Written task -
Write out every line of the items below as one numbered list, skipping blank lines and leaving the pictures out.

Data lines -
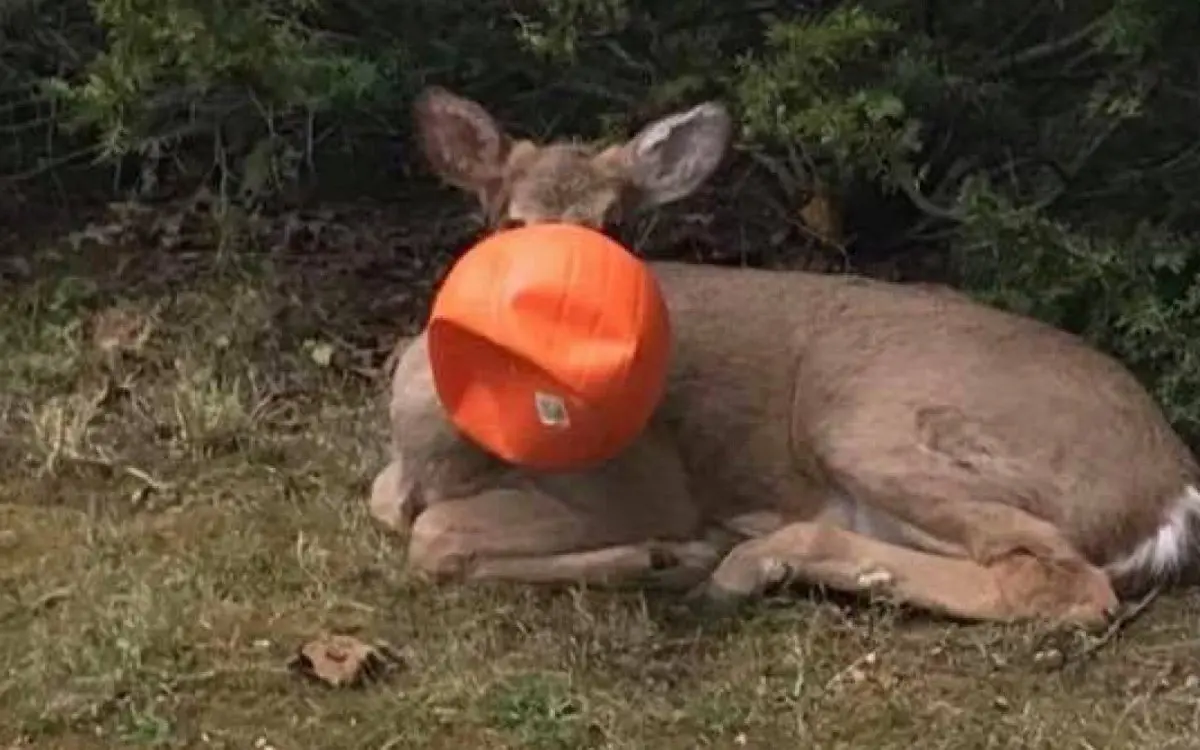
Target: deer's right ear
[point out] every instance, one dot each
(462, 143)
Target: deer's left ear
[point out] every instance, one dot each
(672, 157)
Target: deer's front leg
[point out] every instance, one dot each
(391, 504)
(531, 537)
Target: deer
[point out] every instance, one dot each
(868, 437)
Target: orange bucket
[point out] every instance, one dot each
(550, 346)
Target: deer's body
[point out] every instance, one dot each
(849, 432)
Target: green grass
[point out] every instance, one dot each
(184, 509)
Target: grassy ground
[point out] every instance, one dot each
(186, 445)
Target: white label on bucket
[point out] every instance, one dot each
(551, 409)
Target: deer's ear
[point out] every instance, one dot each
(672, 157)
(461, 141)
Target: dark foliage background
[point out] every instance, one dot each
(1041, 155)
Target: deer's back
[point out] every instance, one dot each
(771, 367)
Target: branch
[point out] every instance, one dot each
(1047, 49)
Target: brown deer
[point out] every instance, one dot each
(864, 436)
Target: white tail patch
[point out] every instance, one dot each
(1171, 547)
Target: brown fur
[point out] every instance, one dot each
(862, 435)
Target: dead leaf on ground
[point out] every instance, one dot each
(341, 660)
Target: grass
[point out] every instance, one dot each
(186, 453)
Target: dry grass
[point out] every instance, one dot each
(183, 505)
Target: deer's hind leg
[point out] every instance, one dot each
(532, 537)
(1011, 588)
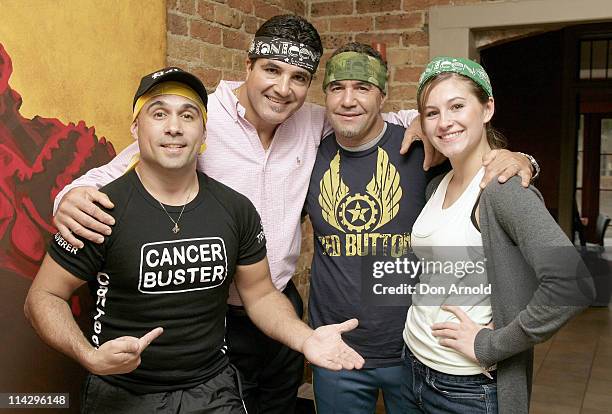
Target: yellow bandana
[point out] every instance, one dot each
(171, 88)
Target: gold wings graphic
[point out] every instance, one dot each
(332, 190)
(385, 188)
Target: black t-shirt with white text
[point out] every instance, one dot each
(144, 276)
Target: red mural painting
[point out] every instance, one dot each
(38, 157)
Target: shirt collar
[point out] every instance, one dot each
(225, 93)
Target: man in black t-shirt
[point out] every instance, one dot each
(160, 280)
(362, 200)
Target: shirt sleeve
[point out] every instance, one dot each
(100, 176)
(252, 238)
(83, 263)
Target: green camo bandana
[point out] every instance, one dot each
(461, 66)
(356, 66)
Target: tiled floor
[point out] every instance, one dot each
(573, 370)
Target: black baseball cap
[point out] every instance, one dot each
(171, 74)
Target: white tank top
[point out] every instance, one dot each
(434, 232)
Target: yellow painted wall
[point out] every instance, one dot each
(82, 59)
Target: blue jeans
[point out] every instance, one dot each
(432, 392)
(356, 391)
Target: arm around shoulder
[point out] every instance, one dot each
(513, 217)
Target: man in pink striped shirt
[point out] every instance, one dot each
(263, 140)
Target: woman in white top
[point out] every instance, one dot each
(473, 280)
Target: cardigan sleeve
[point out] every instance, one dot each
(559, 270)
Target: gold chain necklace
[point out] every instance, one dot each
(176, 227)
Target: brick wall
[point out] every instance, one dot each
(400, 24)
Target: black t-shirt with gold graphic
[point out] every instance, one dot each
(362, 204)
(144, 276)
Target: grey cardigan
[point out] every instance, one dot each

Output of the task -
1. Target: deer's right ear
2. [point out] every instance, one dot each
3. (462, 143)
4. Target: deer's left ear
5. [point out] every instance, one dot each
6. (672, 157)
7. Target: deer's front leg
8. [point out] every instance, one dot each
9. (391, 504)
10. (531, 537)
11. Target: deer
12. [point out] every instance, one dot each
13. (868, 437)
14. Target: orange bucket
15. [point out] every instance, one dot each
16. (550, 346)
17. Target: deer's body
18. [point out] every instance, one dot each
19. (849, 432)
20. Target: green grass
21. [point out] every instance, one dot each
22. (184, 509)
23. Target: grassy ground
24. [point out] every instance, one dot each
25. (186, 445)
26. Target: white label on bucket
27. [point out] every instance, one dot each
28. (551, 409)
29. Target: deer's ear
30. [point out] every instance, one dot each
31. (672, 157)
32. (461, 141)
33. Target: dark foliage background
34. [point out] every instance, one dot each
35. (1041, 155)
36. Target: deer's back
37. [point out] every instance, one dot each
38. (771, 367)
39. Target: branch
40. [point out] every instance, one dot each
41. (1047, 49)
42. Target: brown deer
43. [point out] every instance, one dot each
44. (864, 436)
45. Target: white tail patch
46. [point out] every instance, one dot each
47. (1171, 547)
48. Target: brown fur
49. [point out] every instance, one dot each
50. (862, 435)
51. Target: dead leaf on ground
52. [point out] every instance, one dot each
53. (341, 660)
54. Target: grass
55. [point out] every instance, one dot each
56. (186, 453)
57. Target: dry grass
58. [point out] every instance, one dot each
59. (183, 505)
60. Target: deer's hind leg
61. [point out] every instance, one dot each
62. (532, 537)
63. (1011, 588)
64. Target: yellow bandana
65. [point out] every instance, one dot each
66. (171, 88)
67. Target: gold wings graphic
68. [point out] every instance, one dot each
69. (332, 190)
70. (385, 188)
71. Target: black t-shirt with white text
72. [point out] every instance, one dot each
73. (144, 276)
74. Target: red mural painting
75. [point out] every instance, one dot each
76. (38, 157)
77. Target: shirt collar
78. [point out] every instance, one dot each
79. (225, 93)
80. Target: man in black t-shirt
81. [point out] every instance, one dot each
82. (160, 280)
83. (362, 200)
84. Target: shirt sleeve
85. [point out] every instance, one dot each
86. (100, 176)
87. (252, 238)
88. (83, 263)
89. Target: green camo bandana
90. [point out] every instance, one dot each
91. (461, 66)
92. (356, 66)
93. Target: tiled floor
94. [point out] every instance, one dot each
95. (573, 370)
96. Target: black baseball cap
97. [point out] every instance, one dot each
98. (171, 74)
99. Target: white tank top
100. [point out] every instance, one dot each
101. (434, 232)
102. Target: yellow painted wall
103. [point out] every instance, one dot each
104. (82, 59)
105. Target: blue jeans
106. [point out] every instance, one dot each
107. (432, 392)
108. (356, 391)
109. Target: arm around shoulder
110. [point out] every instance, one dot each
111. (513, 217)
112. Target: man in pink striped shirt
113. [point out] every instance, one dot each
114. (263, 140)
115. Target: woman in white top
116. [point out] every instance, one dot each
117. (473, 280)
118. Target: cardigan sleeve
119. [point out] every instance, one dot each
120. (559, 270)
121. Target: gold chain necklace
122. [point out] every instance, one dot each
123. (176, 227)
124. Target: brick wall
125. [point out] every instance, one dot each
126. (400, 24)
127. Target: black t-shirt with gold graphic
128. [point out] every instance, one dot each
129. (362, 204)
130. (144, 276)
131. Target: grey cardigan
132. [point out] every instance, one dot each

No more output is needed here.